● **Exercise**
Reproduce the passage about grief word for word, beginning at the words "Yeah...when you've been" and stopping after the words "even more confused...!".

● **Text passage**
********************
To me? He was my partner in crime :) We had such a jokey, loving, relationship alhamdulillah (Praise to Allah). Too many stories to tell :)

Yeah...when you've been sobbing for 9 hours straight, a grey face isn't a pretty sight the next morning when we were showing mourners into our home “Yes, come in...yes, ladies here...yes he was a lovely man...yes thank you...I know...I am very lucky he lived with me...” Trying to keep up pleasantries for the Outside World when all you want to do really is... Scream. Rip your hair out. Punch walls. Rip paper. Ask God Why? WHY? WHYYYY??!!!!! The truth is, for the first time, I felt lost. Genuinely lost. Like, a traveller who had somehow stumbled across this horrible forest, and they couldn’t make sense of anything. And they were desperately trying to navigate their way through, but all that kept happening was that they kept getting even more confused...!

But. Soon I realised that when I started praying Surah Yaseen ( A chapter which is The Heart of the Quran), I felt something strange. Like a stillness. Like the calm and peace after a storm. At the beginning, it was just a little flash of peace. But then, the more I prayed, the more those crashing waves subsided. And they began to calm down, until they finally became nothing more than gentle waves which just ebbed and flowed naturally. The waves were in control. And they didn’t crash any longer. Finally. Some Peace. I had found my peace through praying. Through connecting with Allah (God.) THIS was the solution. It also began to block out the insensitive chitter chatter that guests then soon trickled off into. This was when my waves started to bubble agan. “How DARE they come to pay their respects and then ask nosy questions?” But breathe.....breathing in and out. I didn’t want to offend anyone.

So like I said, when you miss someone, I can sit there and cry.
********************
Dataset items:

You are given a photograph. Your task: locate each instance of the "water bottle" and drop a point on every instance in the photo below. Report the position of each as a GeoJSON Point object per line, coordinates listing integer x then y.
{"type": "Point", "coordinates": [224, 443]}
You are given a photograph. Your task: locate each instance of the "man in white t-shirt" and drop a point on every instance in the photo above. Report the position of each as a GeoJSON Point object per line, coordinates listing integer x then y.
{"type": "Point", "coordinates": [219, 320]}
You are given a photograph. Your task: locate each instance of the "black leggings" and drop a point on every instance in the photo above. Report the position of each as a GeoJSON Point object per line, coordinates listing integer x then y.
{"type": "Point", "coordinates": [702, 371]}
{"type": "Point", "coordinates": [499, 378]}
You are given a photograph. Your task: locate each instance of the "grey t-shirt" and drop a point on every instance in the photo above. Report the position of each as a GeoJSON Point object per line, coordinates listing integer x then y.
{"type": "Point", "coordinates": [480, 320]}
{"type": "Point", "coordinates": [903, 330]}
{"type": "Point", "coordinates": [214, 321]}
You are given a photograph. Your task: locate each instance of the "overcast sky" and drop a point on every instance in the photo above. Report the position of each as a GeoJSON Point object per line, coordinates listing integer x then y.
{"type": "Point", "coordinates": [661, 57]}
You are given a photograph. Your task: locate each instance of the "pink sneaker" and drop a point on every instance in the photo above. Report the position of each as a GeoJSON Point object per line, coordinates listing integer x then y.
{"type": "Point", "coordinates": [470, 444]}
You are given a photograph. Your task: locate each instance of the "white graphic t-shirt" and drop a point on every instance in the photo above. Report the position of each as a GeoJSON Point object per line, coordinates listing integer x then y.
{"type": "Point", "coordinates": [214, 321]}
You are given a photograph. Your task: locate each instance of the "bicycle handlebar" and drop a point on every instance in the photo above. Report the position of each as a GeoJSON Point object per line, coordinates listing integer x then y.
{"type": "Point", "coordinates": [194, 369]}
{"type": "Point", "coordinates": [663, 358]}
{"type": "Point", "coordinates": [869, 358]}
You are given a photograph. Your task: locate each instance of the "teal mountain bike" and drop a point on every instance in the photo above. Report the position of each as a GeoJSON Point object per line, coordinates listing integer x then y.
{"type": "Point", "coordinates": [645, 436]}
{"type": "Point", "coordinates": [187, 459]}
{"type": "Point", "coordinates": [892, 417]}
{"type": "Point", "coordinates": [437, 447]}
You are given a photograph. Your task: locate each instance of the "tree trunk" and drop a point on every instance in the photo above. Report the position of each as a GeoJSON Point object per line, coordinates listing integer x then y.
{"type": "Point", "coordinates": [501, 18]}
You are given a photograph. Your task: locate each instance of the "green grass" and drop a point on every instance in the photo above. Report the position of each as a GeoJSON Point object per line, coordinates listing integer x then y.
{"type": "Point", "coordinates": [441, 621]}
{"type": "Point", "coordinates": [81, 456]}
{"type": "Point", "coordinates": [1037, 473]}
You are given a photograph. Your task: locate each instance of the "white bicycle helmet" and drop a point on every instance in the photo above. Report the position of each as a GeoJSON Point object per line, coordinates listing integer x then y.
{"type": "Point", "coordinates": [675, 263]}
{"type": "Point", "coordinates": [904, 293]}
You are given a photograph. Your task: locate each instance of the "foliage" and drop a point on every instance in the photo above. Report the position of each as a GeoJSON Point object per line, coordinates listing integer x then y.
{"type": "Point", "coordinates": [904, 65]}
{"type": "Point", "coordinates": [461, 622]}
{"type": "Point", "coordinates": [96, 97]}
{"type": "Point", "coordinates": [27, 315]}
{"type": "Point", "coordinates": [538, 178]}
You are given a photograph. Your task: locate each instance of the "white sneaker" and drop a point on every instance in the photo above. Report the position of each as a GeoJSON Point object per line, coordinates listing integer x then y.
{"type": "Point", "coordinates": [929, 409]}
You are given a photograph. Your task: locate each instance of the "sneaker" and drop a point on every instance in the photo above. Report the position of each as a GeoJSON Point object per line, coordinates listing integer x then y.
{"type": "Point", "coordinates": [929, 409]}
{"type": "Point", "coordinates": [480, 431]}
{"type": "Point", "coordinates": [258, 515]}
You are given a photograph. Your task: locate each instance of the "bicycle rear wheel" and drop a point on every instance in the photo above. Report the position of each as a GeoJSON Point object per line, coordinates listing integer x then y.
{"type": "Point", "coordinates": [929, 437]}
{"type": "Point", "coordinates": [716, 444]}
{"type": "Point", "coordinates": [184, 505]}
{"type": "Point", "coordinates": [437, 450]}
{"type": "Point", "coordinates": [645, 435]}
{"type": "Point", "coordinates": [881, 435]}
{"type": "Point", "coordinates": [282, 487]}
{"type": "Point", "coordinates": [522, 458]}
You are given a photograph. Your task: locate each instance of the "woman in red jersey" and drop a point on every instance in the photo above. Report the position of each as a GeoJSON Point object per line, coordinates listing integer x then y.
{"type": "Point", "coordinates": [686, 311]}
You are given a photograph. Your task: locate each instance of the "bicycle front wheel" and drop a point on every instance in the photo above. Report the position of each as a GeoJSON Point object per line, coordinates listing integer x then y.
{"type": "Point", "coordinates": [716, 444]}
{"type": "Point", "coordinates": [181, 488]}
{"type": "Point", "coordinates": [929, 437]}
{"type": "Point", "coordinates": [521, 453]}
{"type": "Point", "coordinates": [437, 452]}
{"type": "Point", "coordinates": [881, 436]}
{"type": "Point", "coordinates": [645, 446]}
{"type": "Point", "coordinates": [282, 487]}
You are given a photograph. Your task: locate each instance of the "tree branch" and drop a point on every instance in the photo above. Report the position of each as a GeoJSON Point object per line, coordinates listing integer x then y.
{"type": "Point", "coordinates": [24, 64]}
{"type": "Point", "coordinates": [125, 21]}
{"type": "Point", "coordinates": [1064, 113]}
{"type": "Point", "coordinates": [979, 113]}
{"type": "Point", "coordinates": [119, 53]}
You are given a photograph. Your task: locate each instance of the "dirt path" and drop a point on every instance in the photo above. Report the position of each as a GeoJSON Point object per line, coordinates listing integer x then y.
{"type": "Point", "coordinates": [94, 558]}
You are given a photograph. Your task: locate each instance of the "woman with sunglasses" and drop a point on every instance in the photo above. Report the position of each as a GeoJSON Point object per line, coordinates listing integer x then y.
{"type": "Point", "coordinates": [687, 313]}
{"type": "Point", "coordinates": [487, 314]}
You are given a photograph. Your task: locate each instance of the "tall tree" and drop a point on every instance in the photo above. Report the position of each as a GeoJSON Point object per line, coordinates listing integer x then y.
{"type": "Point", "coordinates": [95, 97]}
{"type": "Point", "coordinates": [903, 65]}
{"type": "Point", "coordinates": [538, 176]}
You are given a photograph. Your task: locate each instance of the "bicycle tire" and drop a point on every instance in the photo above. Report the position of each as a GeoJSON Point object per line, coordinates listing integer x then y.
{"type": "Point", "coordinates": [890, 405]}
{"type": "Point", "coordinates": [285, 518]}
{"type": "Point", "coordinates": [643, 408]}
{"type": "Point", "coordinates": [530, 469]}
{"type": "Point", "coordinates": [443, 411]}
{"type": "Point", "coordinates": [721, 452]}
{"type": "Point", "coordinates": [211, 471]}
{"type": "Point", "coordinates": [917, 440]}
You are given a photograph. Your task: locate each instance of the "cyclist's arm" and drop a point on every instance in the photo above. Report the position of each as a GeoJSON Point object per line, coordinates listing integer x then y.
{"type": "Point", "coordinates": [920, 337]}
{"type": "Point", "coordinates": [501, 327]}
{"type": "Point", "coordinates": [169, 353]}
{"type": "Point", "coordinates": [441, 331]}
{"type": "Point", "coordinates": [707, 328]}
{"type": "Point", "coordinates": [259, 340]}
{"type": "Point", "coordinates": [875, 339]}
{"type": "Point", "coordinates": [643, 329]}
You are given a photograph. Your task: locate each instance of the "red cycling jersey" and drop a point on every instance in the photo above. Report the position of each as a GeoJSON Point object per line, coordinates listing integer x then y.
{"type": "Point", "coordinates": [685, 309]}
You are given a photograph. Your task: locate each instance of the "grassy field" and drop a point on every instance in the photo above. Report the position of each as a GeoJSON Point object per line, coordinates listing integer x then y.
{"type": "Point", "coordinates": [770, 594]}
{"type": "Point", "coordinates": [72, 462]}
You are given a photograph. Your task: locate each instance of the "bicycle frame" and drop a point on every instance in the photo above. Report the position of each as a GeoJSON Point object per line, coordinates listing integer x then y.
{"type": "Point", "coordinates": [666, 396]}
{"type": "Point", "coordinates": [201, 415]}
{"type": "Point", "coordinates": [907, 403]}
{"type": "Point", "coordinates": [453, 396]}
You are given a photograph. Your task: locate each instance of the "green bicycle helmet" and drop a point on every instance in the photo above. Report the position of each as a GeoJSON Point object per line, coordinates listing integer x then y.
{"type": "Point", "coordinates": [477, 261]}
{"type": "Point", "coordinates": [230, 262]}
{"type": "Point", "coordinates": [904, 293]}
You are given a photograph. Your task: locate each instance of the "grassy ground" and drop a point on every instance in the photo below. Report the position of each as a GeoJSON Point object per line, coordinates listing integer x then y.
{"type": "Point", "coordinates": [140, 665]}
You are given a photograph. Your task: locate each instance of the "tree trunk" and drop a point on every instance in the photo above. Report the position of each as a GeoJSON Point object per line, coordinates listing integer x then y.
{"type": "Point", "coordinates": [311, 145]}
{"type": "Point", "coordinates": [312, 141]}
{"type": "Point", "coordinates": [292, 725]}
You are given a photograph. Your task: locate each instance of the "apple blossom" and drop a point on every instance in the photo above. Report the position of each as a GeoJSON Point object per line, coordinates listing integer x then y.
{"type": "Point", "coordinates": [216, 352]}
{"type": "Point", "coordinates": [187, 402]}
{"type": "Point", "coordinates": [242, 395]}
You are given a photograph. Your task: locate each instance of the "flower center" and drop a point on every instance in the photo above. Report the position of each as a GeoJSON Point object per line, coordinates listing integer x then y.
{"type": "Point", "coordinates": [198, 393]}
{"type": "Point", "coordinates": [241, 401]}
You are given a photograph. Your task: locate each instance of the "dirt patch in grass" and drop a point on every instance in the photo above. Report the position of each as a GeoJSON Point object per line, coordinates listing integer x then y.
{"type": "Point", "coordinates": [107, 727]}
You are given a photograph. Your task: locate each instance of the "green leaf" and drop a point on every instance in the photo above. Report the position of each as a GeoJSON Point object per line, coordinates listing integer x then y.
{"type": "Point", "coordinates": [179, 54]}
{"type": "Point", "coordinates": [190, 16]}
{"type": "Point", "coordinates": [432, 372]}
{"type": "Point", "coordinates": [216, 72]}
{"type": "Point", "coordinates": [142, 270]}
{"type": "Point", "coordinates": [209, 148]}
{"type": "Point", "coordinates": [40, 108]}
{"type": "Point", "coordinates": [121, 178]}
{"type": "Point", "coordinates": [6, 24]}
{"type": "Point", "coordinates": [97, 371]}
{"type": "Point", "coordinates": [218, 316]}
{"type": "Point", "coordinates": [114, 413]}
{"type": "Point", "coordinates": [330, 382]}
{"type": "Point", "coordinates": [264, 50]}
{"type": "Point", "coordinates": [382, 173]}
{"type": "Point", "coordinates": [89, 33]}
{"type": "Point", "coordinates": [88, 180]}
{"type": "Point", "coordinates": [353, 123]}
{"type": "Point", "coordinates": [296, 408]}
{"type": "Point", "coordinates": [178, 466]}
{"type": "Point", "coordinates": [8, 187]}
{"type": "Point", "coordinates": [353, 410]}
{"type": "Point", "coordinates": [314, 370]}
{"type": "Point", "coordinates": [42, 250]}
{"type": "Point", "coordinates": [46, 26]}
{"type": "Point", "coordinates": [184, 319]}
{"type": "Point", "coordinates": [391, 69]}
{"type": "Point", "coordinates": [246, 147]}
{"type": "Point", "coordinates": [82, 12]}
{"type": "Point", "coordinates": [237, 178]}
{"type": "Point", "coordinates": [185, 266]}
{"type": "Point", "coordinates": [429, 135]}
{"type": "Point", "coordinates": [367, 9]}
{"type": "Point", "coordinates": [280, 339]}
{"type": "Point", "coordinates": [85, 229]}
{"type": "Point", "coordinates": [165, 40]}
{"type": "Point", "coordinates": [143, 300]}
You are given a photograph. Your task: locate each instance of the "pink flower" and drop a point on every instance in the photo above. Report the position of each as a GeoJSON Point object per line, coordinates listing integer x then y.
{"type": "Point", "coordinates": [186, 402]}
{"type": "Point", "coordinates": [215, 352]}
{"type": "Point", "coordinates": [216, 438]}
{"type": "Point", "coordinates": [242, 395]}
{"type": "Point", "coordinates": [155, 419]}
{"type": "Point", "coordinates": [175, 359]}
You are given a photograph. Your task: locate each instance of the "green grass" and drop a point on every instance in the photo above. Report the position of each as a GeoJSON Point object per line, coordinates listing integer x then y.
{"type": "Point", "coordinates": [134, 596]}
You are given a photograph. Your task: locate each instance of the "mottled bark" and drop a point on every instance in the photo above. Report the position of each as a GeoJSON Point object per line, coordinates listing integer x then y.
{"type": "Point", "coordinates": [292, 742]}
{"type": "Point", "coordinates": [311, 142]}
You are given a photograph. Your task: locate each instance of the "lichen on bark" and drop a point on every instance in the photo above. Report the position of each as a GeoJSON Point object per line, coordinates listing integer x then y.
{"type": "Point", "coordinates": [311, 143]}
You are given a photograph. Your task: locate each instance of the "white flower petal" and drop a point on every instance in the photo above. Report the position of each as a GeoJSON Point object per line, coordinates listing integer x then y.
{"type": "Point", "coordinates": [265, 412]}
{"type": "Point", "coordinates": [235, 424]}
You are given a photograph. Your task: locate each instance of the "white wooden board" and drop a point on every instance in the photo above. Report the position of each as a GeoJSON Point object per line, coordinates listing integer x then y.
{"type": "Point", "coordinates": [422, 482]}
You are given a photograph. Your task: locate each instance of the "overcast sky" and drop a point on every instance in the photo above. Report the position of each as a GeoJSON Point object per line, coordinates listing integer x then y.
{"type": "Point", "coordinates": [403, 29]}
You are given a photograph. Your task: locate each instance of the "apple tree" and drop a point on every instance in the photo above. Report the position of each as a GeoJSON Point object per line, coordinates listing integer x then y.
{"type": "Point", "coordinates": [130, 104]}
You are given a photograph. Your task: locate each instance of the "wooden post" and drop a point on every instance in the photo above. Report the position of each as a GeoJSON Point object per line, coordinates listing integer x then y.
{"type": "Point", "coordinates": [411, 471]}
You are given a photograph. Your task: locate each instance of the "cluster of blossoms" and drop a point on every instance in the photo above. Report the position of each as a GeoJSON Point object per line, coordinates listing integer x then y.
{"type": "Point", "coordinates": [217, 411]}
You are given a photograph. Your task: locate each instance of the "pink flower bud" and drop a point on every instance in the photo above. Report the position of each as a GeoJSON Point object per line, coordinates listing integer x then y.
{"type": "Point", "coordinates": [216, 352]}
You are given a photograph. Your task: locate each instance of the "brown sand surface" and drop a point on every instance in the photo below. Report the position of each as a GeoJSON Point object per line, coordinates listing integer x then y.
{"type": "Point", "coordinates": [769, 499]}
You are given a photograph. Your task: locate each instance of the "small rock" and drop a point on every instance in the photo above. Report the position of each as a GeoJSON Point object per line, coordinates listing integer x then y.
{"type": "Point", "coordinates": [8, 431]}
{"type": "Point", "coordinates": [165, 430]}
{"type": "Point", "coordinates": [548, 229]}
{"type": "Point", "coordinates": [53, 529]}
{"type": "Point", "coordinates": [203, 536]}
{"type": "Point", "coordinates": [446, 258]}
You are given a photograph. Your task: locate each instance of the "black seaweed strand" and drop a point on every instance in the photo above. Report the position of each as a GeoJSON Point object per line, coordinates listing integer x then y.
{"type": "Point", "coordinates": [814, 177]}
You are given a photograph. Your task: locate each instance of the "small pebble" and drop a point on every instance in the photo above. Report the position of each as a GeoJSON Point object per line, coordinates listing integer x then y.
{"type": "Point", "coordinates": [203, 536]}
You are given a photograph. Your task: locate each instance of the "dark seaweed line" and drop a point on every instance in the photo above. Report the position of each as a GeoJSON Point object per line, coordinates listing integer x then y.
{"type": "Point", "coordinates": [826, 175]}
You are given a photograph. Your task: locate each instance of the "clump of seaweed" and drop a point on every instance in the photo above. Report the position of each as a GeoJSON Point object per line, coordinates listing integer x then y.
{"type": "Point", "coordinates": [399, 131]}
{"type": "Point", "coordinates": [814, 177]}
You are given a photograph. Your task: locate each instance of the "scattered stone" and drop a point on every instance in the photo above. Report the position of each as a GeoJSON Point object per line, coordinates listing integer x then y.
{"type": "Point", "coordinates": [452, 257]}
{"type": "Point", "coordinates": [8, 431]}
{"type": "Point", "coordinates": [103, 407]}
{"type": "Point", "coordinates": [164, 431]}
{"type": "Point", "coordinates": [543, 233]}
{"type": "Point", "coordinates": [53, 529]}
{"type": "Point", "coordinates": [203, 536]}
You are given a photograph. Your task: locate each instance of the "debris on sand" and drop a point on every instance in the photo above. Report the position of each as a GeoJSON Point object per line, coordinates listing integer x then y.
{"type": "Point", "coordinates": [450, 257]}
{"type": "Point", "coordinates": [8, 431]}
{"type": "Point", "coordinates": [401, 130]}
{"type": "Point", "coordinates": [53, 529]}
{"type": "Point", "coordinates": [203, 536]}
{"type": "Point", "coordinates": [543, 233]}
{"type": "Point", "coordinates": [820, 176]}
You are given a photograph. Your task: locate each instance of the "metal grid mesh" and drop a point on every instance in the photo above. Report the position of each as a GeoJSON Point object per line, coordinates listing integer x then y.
********************
● **Response to the exercise**
Yeah...when you've been sobbing for 9 hours straight, a grey face isn't a pretty sight the next morning when we were showing mourners into our home “Yes, come in...yes, ladies here...yes he was a lovely man...yes thank you...I know...I am very lucky he lived with me...” Trying to keep up pleasantries for the Outside World when all you want to do really is... Scream. Rip your hair out. Punch walls. Rip paper. Ask God Why? WHY? WHYYYY??!!!!! The truth is, for the first time, I felt lost. Genuinely lost. Like, a traveller who had somehow stumbled across this horrible forest, and they couldn’t make sense of anything. And they were desperately trying to navigate their way through, but all that kept happening was that they kept getting even more confused...!